— Items listed in a dataset —
****************************************

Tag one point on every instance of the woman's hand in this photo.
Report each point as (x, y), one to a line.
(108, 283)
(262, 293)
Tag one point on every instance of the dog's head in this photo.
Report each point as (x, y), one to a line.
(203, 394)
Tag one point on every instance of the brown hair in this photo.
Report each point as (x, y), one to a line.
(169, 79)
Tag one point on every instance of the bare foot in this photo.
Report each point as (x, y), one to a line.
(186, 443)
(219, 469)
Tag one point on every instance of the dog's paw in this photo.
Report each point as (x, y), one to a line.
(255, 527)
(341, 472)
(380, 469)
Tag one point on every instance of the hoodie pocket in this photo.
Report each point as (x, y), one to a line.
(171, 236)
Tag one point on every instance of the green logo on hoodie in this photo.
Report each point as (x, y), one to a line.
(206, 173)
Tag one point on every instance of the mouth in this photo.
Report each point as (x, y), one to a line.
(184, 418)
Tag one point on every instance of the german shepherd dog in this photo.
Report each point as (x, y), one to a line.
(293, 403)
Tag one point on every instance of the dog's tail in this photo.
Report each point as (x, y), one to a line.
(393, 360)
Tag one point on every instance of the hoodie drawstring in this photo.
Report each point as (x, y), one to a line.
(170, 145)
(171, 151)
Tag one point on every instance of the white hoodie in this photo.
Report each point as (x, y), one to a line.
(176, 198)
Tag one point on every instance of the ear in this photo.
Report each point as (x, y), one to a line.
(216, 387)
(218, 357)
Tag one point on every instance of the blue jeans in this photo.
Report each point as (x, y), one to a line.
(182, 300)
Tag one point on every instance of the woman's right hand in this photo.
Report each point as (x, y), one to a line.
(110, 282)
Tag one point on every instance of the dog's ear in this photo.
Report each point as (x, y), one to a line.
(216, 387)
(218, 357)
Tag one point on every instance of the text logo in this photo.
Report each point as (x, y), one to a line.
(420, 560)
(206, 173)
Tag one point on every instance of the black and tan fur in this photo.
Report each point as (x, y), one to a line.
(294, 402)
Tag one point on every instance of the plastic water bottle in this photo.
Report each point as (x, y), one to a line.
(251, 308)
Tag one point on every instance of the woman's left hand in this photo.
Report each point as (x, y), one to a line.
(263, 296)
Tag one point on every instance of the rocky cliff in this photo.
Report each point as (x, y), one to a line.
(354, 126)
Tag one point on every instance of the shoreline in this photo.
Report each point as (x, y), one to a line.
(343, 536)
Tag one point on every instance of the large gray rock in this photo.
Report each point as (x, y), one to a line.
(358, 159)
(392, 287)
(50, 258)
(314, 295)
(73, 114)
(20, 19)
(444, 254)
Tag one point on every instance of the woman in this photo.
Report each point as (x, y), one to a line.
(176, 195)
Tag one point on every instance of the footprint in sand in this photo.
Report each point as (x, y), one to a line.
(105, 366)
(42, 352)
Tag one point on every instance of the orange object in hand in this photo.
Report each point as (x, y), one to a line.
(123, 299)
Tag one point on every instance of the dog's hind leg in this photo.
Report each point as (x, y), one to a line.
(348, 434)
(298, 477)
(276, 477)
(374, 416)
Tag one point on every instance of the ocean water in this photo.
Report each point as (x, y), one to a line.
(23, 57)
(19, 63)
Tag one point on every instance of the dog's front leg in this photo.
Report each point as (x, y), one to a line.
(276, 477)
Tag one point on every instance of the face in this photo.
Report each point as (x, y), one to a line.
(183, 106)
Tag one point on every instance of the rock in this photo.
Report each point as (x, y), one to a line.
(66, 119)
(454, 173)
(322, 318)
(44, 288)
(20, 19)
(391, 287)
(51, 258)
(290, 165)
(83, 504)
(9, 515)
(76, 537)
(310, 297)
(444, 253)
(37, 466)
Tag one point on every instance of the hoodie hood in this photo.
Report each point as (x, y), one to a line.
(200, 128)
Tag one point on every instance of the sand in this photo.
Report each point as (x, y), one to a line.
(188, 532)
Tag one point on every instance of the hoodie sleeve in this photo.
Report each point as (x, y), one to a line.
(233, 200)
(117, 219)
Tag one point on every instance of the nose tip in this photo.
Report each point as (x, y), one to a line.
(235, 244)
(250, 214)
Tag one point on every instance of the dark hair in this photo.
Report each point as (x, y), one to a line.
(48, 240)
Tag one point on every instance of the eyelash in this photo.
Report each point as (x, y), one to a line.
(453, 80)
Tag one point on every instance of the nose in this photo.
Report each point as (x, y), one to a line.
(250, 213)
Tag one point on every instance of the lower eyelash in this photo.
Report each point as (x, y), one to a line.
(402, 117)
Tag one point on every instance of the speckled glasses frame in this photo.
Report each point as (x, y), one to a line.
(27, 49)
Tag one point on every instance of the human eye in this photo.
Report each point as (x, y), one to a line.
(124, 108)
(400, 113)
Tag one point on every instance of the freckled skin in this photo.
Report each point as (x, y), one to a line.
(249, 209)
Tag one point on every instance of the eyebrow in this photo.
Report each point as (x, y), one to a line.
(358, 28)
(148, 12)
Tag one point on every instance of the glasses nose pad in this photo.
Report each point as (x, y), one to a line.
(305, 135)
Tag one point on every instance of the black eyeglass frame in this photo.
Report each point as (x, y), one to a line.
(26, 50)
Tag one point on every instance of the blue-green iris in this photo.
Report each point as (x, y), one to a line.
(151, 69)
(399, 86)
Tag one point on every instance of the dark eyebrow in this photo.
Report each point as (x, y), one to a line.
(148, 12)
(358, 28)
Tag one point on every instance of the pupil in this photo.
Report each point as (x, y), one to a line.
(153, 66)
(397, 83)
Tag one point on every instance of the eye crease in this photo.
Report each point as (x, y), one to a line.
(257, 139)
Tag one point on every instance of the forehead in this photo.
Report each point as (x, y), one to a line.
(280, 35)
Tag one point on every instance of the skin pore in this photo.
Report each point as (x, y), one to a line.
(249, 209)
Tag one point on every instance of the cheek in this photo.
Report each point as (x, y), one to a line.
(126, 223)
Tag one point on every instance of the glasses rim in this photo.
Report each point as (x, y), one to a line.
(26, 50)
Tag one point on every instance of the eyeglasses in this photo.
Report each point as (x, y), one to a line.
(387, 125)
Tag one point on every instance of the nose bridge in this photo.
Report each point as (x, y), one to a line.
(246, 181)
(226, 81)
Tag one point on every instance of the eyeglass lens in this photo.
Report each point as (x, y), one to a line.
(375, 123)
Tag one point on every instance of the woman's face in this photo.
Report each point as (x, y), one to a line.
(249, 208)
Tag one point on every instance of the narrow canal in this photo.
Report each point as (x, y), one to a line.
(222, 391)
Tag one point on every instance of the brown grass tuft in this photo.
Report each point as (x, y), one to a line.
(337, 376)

****************************************

Reproduce the lines above word for word, from the one containing "Tag one point on every instance of the eyeglasses" down to the final line, including both ends.

— Right answer —
Tag one point on every instance of the eyeglasses in this photo.
Report each point as (x, y), one to a line.
(387, 125)
Tag one point on every instance of the nose bridge in this photo.
Report each point as (x, y), one to a line.
(246, 181)
(226, 81)
Tag one point on every instance of the eyeglass lens in this photo.
Report each point as (x, y), one to a line.
(375, 123)
Tag one point on every instance of the woman's face in this photo.
Report each point as (x, y), one to a line.
(249, 208)
Tag one point on every instance of the narrow canal in this photo.
Report each point as (x, y), one to a line.
(222, 391)
Tag one point on every instance of the brown grass tuft in this photo.
Report each point as (x, y), one to a line.
(337, 376)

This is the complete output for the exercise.